[SELECTED PASSAGE — start]
Success & Scale in a Data-Producing Organization: The Socio-Technical Evolution of OpenStreetMap in Response to Humanitarian Events

Palen, Leysia, et al. “Success & Scale in a Data-Producing Organization: The Socio-Technical Evolution of OpenStreetMap in Response to Humanitarian Events.” Proceedings of the 33rd Annual ACM Conference on Human Factors in Computing Systems. ACM, 2015.

Discussion Leader: Ananya

Summary:

OpenStreetMap, often called ‘the Wikipedia of maps’, is a collaborative effort to create a common digital map of the world. This paper analyzes the socio-technical evolution of this large, distributed, volunteer-driven organization by examining its mapping activities during two major disaster events, Haiti earthquake in 2010 and 2013 Typhoon Yolanda.

The Haiti earthquake was the first major event that used OSM during its relief efforts. The repercussions of this sudden influx of usage hindered relief efforts, subsequently giving rise to multiple socio-technical changes within the organization.

The Humanitarian OpenStreetMap Team(HOT) which assists humanitarian organizations with mapping needs was formalized and registered as a non-profit organization just 7 months later.

During Haiti earthquake, several issues such as mapping conflicts and map duplications arose. To address this congestion, HOT created the OSM Task Manager that helped mappers coordinate efficiently. The Administrator creates jobs for large geographical area and the Task Manager divides each job into one of the three types of tasks: ‘yellow’ (which means taken), ‘red’ (awaiting validation) and ‘green’ (completed).

Other changes included getting OSM licensed through ODBL – Open Database License. To attract and retain new participants, OSM upgraded its openstreetmap.org website and interface making it easier for new participants to map. ‘Notes’, a drop-pin annotation feature for users to point out improper tagging or suggest additional information, was also added.
[SELECTED PASSAGE — finish]
USING THE INFORMATION:
A) In two sentences, what does the OpenStreetMap summary say?
B) Extract the OpenStreetMap summary text between "During Haiti earthquake, several" and "was also added.", inclusive.
C) What task types does the Task Manager use in the OpenStreetMap summary, and what does each one mean?
[DATA RECORDS — start]
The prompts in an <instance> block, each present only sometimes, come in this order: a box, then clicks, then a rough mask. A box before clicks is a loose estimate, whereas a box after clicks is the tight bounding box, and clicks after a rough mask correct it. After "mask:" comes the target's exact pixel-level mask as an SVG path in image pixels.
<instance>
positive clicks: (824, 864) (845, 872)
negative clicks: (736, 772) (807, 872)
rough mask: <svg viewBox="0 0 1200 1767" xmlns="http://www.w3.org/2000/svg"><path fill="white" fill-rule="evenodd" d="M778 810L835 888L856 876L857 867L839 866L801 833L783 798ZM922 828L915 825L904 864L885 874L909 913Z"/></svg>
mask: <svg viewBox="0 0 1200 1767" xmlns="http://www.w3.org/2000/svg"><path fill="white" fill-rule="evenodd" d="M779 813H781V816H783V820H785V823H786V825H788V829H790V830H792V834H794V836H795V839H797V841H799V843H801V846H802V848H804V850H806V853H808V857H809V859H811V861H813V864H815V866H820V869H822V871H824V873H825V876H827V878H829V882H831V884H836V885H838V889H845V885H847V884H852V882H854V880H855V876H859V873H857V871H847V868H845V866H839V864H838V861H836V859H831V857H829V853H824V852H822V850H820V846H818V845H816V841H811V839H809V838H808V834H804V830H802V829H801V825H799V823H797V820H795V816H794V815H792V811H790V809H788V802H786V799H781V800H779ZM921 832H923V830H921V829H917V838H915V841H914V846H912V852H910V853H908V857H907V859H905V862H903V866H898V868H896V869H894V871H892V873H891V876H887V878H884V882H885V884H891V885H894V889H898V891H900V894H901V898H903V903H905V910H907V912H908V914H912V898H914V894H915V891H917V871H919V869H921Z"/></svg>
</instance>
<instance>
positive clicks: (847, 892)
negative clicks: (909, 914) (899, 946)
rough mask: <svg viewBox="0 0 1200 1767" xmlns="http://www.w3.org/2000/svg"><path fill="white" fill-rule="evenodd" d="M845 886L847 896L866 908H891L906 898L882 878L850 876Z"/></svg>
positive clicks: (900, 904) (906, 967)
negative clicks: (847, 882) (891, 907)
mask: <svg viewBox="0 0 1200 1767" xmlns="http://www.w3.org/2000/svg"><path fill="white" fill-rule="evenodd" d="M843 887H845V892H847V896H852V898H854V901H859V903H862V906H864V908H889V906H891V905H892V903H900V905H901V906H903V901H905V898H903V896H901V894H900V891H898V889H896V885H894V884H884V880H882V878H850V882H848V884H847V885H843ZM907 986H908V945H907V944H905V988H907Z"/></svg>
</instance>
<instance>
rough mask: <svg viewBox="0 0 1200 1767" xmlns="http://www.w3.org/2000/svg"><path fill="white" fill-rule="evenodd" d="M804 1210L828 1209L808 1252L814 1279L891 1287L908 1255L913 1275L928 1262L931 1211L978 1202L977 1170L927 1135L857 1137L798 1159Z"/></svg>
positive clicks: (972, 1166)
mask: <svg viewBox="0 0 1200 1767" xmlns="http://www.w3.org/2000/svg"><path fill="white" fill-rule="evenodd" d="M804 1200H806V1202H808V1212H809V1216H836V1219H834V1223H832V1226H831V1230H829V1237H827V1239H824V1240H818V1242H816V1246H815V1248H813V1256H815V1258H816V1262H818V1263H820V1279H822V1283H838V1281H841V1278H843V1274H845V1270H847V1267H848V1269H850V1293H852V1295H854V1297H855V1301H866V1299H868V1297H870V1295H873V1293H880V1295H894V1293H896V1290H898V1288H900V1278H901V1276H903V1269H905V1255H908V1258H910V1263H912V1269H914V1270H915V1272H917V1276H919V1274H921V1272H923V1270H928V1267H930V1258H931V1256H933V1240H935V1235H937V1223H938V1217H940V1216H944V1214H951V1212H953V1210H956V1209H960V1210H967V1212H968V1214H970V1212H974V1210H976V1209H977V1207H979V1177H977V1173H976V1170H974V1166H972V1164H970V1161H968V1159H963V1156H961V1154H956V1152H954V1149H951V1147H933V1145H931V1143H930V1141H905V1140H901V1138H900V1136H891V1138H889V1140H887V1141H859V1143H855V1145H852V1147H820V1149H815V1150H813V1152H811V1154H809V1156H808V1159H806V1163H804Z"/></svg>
[DATA RECORDS — finish]
OUTPUTS FOR THE TASKS:
A) OpenStreetMap, a collaborative, volunteer-driven effort to create a common digital map of the world, is analyzed through its mapping activities during the 2010 Haiti earthquake and 2013 Typhoon Yolanda. Haiti was the first major event to use OSM in relief efforts, and the problems it caused led to changes such as formalizing the Humanitarian OpenStreetMap Team, creating the OSM Task Manager, licensing OSM through the Open Database License, upgrading the website and interface, and adding the Notes feature.

B)
During Haiti earthquake, several issues such as mapping conflicts and map duplications arose. To address this congestion, HOT created the OSM Task Manager that helped mappers coordinate efficiently. The Administrator creates jobs for large geographical area and the Task Manager divides each job into one of the three types of tasks: ‘yellow’ (which means taken), ‘red’ (awaiting validation) and ‘green’ (completed).

Other changes included getting OSM licensed through ODBL – Open Database License. To attract and retain new participants, OSM upgraded its openstreetmap.org website and interface making it easier for new participants to map. ‘Notes’, a drop-pin annotation feature for users to point out improper tagging or suggest additional information, was also added.

C)
- Yellow: taken
- Red: awaiting validation
- Green: completed